- PASSAGE SHOWN -
Much later, the Roman writer Vitruvius (c. 75 BC – c. 15 BC) related that the Corinthian order had been invented by Callimachus, a Greek architect and sculptor who was inspired by the sight of a votive basket that had been left on the grave of a young girl. A few of her toys were in it, and a square tile had been placed over the basket, to protect them from the weather. An acanthus plant had grown through the woven basket, mixing its spiny, deeply cut leaves with the weave of the basket.

Claude Perrault incorporated a vignette epitomizing the Callimachus tale in his illustration of the Corinthian order for his translation of Vitruvius, published in Paris, 1684. Perrault demonstrates in his engraving how the proportions of the carved capital could be adjusted according to demands of the design, without offending. The texture and outline of Perrault's leaves is dry and tight compared to their 19th-century naturalism at the U.S. Capitol. 

A Corinthian capital may be seen as an enriched development of the Ionic capital, though one may have to look closely at a Corinthian capital to see the Ionic volutes ("helices"), at the corners, perhaps reduced in size and importance, scrolling out above the two ranks of stylized acanthus leaves and stalks ("cauliculi" or caulicoles), eight in all, and to notice that smaller volutes scroll inwards to meet each other on each side. The leaves may be quite stiff, schematic and dry, or they may be extravagantly drilled and undercut, naturalistic and spiky. 

In Late Antique and Byzantine practice, the leaves may be blown sideways, as if by the wind of Faith. Unlike the Doric and Ionic column capitals, a Corinthian capital has no neck beneath it, just a ring-like astragal molding or a banding that forms the base of the capital, recalling the base of the legendary basket.

- TASKS -
1. List every person the passage on the Corinthian order names.
2. Resume the passage on the Corinthian order from its final sentence.

- DATASET EXTRACT -
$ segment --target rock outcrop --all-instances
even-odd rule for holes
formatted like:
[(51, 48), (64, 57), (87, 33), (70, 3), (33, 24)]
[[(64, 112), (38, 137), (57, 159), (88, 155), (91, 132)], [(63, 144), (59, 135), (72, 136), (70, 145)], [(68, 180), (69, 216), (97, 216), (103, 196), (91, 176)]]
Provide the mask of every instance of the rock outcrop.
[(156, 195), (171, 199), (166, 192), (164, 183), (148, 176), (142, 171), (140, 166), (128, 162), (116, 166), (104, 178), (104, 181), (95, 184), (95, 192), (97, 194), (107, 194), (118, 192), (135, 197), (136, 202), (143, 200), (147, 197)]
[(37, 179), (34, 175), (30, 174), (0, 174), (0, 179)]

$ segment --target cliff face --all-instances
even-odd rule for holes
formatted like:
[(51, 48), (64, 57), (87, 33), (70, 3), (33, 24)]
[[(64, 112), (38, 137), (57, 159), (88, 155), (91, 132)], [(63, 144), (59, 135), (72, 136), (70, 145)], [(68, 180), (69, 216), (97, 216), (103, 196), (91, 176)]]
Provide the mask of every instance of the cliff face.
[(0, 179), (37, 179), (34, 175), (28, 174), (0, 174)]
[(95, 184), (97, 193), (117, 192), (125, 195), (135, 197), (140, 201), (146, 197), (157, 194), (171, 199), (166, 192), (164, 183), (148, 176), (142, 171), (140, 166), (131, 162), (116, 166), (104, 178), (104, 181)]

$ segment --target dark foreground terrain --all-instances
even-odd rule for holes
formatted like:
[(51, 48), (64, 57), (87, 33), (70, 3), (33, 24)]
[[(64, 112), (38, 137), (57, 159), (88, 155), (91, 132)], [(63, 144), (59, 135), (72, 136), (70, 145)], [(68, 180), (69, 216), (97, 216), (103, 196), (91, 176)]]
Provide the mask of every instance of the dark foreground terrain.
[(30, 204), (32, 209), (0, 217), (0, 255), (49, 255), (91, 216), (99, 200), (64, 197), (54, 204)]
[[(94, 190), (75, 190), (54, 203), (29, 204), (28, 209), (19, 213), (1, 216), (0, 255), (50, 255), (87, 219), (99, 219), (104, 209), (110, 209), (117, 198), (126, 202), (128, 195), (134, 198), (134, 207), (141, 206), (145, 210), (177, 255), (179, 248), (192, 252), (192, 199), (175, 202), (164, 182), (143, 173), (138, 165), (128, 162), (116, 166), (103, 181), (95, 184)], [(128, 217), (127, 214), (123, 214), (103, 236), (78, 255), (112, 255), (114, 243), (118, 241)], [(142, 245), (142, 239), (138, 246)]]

- PER-TASK ANSWERS -
1. Vitruvius, Callimachus, Claude Perrault

2.
Most buildings (and most clients) are satisfied with just two orders. When orders are superposed one above another, as they are at the Colosseum, the natural progression is from sturdiest and plainest (Doric) at the bottom, to slenderest and richest (Corinthian) at the top. The Colosseum's topmost tier has an unusual order that came to be known as the Composite order during the 16th century. The mid-16th-century Italians, especially Sebastiano Serlio and Jacopo Barozzi da Vignola, who established a canonic version of the orders, thought they detected a "Composite order", combining the volutes of the Ionic with the foliage of the Corinthian, but in Roman practice volutes were almost always present.

In Romanesque and Gothic architecture, where the Classical system had been replaced by a new aesthetic composed of arched vaults springing from columns, the Corinthian capital was still retained. It might be severely plain, as in the typical Cistercian architecture, which encouraged no distraction from liturgy and ascetic contemplation, or in other contexts it could be treated to numerous fanciful variations, even on the capitals of a series of columns or colonettes within the same system.

During the 16th century, a sequence of engravings of the orders in architectural treatises helped standardize their details within rigid limits: Sebastiano Serlio; the Regola delli cinque ordini of Giacomo Barozzi da Vignola (1507–1573); I quattro libri dell'architettura of Andrea Palladio, and Vincenzo Scamozzi's L'idea dell'architettura universale, were followed in the 17th century by French treatises with further refined engraved models, such as Perrault's.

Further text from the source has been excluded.